Reproduce all of the data below line for line, without changing anything, but omit the pictures.

--- BEGIN Data for processing ---

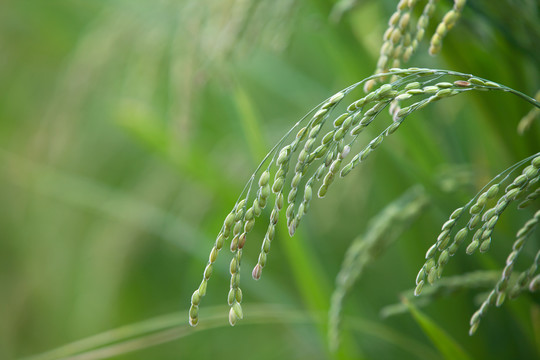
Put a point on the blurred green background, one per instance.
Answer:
(128, 129)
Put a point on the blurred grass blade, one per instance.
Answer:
(447, 346)
(173, 326)
(535, 320)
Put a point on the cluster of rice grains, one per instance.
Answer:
(482, 214)
(402, 37)
(313, 154)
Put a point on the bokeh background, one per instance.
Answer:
(128, 129)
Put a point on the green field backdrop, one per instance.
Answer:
(128, 129)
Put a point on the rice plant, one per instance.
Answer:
(128, 132)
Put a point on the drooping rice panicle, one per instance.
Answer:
(498, 295)
(382, 231)
(447, 23)
(317, 166)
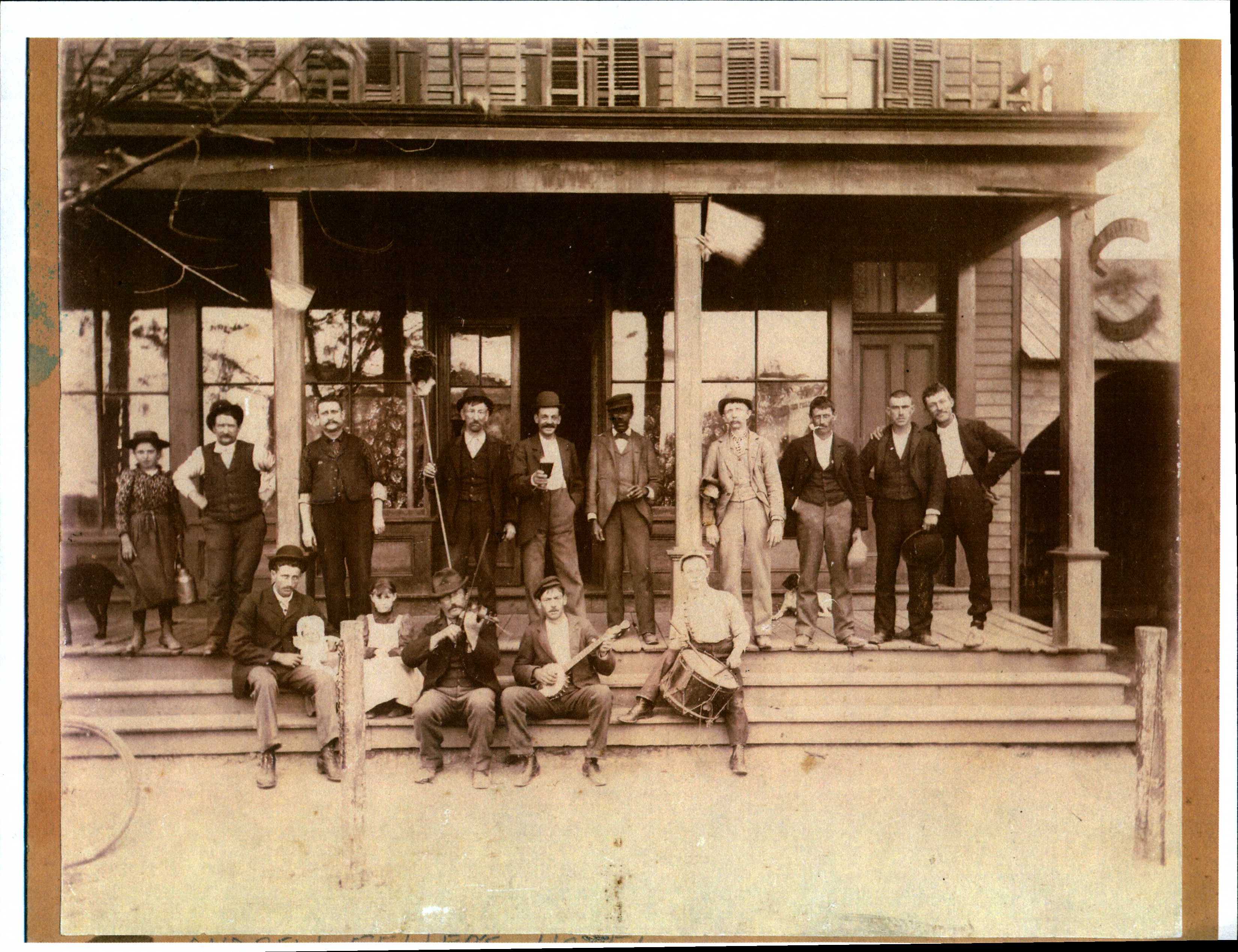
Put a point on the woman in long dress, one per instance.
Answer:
(152, 528)
(390, 688)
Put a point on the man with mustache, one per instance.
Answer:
(549, 488)
(624, 477)
(341, 506)
(825, 487)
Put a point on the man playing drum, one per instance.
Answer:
(713, 623)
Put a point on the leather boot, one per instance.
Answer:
(328, 763)
(266, 769)
(639, 711)
(530, 772)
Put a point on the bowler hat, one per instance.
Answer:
(288, 556)
(224, 408)
(924, 549)
(446, 582)
(475, 395)
(549, 582)
(733, 398)
(146, 436)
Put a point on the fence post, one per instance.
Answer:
(352, 748)
(1151, 646)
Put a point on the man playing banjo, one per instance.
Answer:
(713, 623)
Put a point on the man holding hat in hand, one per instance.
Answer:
(624, 477)
(265, 659)
(748, 514)
(473, 485)
(457, 654)
(549, 490)
(238, 481)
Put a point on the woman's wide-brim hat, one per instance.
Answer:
(146, 436)
(924, 549)
(288, 556)
(475, 395)
(733, 399)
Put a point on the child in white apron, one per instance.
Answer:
(390, 688)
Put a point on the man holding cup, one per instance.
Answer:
(549, 488)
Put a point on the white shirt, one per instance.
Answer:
(560, 640)
(952, 449)
(825, 447)
(550, 451)
(196, 465)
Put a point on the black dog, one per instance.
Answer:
(92, 584)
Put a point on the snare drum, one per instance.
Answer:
(699, 686)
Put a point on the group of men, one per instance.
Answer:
(940, 477)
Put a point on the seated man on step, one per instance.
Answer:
(545, 649)
(713, 623)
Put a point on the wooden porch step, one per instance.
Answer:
(793, 725)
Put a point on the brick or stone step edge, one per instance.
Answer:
(857, 679)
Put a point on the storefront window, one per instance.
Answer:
(362, 358)
(113, 384)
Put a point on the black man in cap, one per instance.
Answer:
(549, 490)
(624, 477)
(266, 660)
(238, 479)
(457, 654)
(473, 483)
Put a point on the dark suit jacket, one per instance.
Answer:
(796, 468)
(535, 653)
(450, 467)
(602, 490)
(978, 438)
(480, 664)
(530, 502)
(260, 629)
(928, 465)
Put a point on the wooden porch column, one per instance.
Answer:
(288, 263)
(1077, 563)
(965, 343)
(687, 383)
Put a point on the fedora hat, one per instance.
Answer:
(733, 398)
(924, 549)
(146, 436)
(224, 408)
(290, 556)
(446, 582)
(475, 395)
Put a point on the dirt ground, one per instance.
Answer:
(830, 841)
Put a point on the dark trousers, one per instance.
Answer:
(471, 522)
(736, 716)
(628, 532)
(895, 520)
(233, 554)
(967, 515)
(346, 535)
(591, 704)
(440, 705)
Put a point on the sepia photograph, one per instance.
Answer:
(617, 488)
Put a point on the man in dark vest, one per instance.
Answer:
(624, 477)
(906, 474)
(473, 483)
(238, 479)
(341, 503)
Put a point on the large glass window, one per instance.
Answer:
(362, 357)
(113, 384)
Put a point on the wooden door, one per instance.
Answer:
(882, 363)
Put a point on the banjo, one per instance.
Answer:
(563, 676)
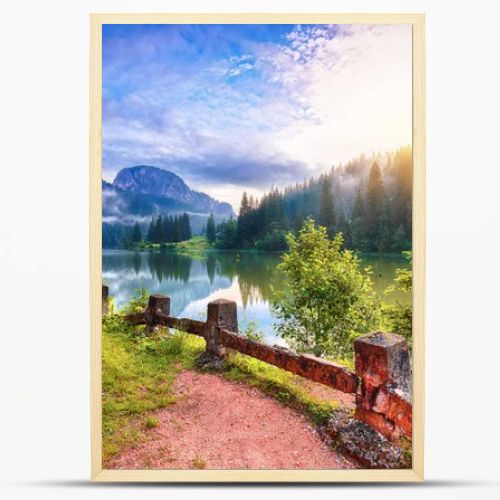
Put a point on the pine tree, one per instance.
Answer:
(376, 220)
(159, 236)
(137, 233)
(211, 234)
(151, 231)
(177, 231)
(187, 226)
(326, 212)
(245, 204)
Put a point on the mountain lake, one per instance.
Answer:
(192, 281)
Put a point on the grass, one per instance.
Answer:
(137, 377)
(280, 384)
(195, 245)
(138, 373)
(198, 463)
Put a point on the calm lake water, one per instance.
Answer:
(193, 281)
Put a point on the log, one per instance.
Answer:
(310, 367)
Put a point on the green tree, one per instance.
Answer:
(151, 231)
(398, 318)
(186, 227)
(376, 220)
(227, 234)
(326, 212)
(137, 233)
(211, 233)
(327, 300)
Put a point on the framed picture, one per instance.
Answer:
(257, 247)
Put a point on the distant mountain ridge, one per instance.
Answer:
(157, 182)
(139, 193)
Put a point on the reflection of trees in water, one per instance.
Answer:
(123, 262)
(211, 266)
(256, 273)
(169, 266)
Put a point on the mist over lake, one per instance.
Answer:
(193, 281)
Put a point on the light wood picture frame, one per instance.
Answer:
(418, 227)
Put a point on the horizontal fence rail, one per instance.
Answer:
(381, 381)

--- END Data for processing ---

▶ Answer to this task
Put a point on the blurred green background, one per instance.
Answer:
(128, 129)
Put a point on the blurred grass blade, one per instance.
Answer:
(447, 346)
(173, 326)
(535, 320)
Put a point on the cluster of rice grains, one per instance.
Answer:
(482, 214)
(402, 37)
(313, 154)
Put a point on the bokeh background, one per instance.
Answer:
(128, 129)
Put a point on the green field backdrop, one per instance.
Answer:
(128, 129)
Put a point on the rice plant, one per instance.
Answer:
(128, 132)
Put a point on the drooping rice panicle, one per instance.
Answer:
(498, 295)
(382, 231)
(447, 23)
(317, 166)
Put a point on the woman in long dress, one per instance.
Answer:
(152, 528)
(390, 688)
Put a point on the man with mustache, one per instance.
Answer:
(549, 488)
(624, 477)
(341, 506)
(825, 487)
Put a point on the man playing drum, one per instance.
Answer:
(713, 623)
Put a point on the leather boot, one per instance.
Answer:
(328, 763)
(266, 769)
(639, 711)
(530, 772)
Put a point on the bowler hat, one per instance.
Answer:
(288, 556)
(224, 408)
(924, 549)
(446, 582)
(475, 395)
(549, 582)
(733, 398)
(146, 436)
Put a point on the fence post, one per instance.
Answer:
(352, 748)
(1151, 646)
Put a point on the man playing banjo, one per instance.
Answer:
(713, 623)
Put a point on the man holding hat in hand, one per instance.
Answer:
(624, 477)
(265, 659)
(748, 514)
(473, 485)
(457, 654)
(549, 490)
(238, 481)
Put a point on the woman's wide-brim hat, one per instance.
Answer:
(146, 436)
(924, 549)
(288, 556)
(475, 395)
(733, 399)
Put a point on the child in white apron, one per instance.
Answer:
(390, 688)
Put a point on the man holding cup, one per instance.
Answer:
(549, 488)
Put a point on the white shirt, one per instance.
Answer:
(560, 640)
(952, 449)
(825, 447)
(550, 451)
(196, 465)
Put a point on the black dog, one per instance.
Answer:
(92, 584)
Put a point on the snare drum, one per instance.
Answer:
(699, 686)
Put a point on the group of men, one per instance.
Answer:
(940, 477)
Put a point on the seated man on step, one per instance.
Answer:
(545, 649)
(713, 623)
Put a point on the wooden porch step, one per instance.
Answer:
(793, 725)
Put a point on the brick or stone step edge, one per instance.
Answer:
(857, 679)
Put a point on the storefront window, one per instance.
Answer:
(362, 358)
(113, 384)
Put a point on the black man in cap, one per instance.
Answer:
(549, 490)
(624, 477)
(266, 660)
(238, 479)
(457, 654)
(473, 483)
Put a point on the dark suit jacket, one per instance.
Answer:
(796, 468)
(535, 653)
(450, 467)
(602, 490)
(978, 438)
(480, 664)
(530, 502)
(260, 629)
(928, 465)
Put a point on the wooden porch column, one per instance.
Answer:
(288, 263)
(1077, 563)
(965, 343)
(687, 383)
Put a point on the fedora hat, one per instance.
Answer:
(733, 398)
(924, 549)
(146, 436)
(224, 408)
(290, 556)
(446, 582)
(475, 395)
Put a point on the dirt ground, one per instance.
Answer:
(830, 841)
Put a point on the dark trousers, one per instance.
Answer:
(471, 522)
(736, 716)
(628, 532)
(895, 520)
(233, 554)
(967, 515)
(346, 535)
(591, 704)
(440, 705)
Put a point on the sepia photograph, one per instance.
Answer:
(617, 488)
Put a point on the man in dark vest, one per instance.
Answer:
(624, 477)
(906, 474)
(473, 483)
(238, 479)
(341, 503)
Put a point on the large glass window, one per instance.
Answer:
(362, 357)
(113, 384)
Put a point on the wooden door, one per instance.
Answer:
(882, 363)
Put a point on the banjo, one per instance.
Answer:
(563, 676)
Put a point on the pine tree, one per instance.
Answer:
(376, 220)
(159, 236)
(137, 233)
(211, 234)
(151, 231)
(177, 231)
(187, 226)
(326, 212)
(245, 204)
Put a point on the mountain lake, one per instance.
Answer:
(192, 281)
Put a point on the grass, one per instance.
Answer:
(137, 377)
(280, 384)
(195, 245)
(138, 373)
(198, 463)
Put a point on the calm lake water, one per instance.
Answer:
(193, 281)
Put a point on the log, one per instance.
Answer:
(310, 367)
Put a point on the green tree, one per instance.
Answer:
(151, 231)
(398, 318)
(186, 227)
(376, 220)
(227, 234)
(326, 212)
(137, 233)
(211, 233)
(327, 300)
Put a point on the framed picture, one per instance.
Answer:
(257, 247)
Put a point on the distant mountain ridge, one per instance.
Answer:
(157, 182)
(139, 193)
Put a point on the reflection of trees in water, one per instance.
Answer:
(123, 262)
(211, 266)
(256, 273)
(169, 266)
Put a point on the mist over lake, one per instance.
Answer:
(193, 281)
Put a point on the light wood picture frame, one per instance.
Answer:
(418, 227)
Put a point on the horizontal fence rail, one per instance.
Answer:
(381, 381)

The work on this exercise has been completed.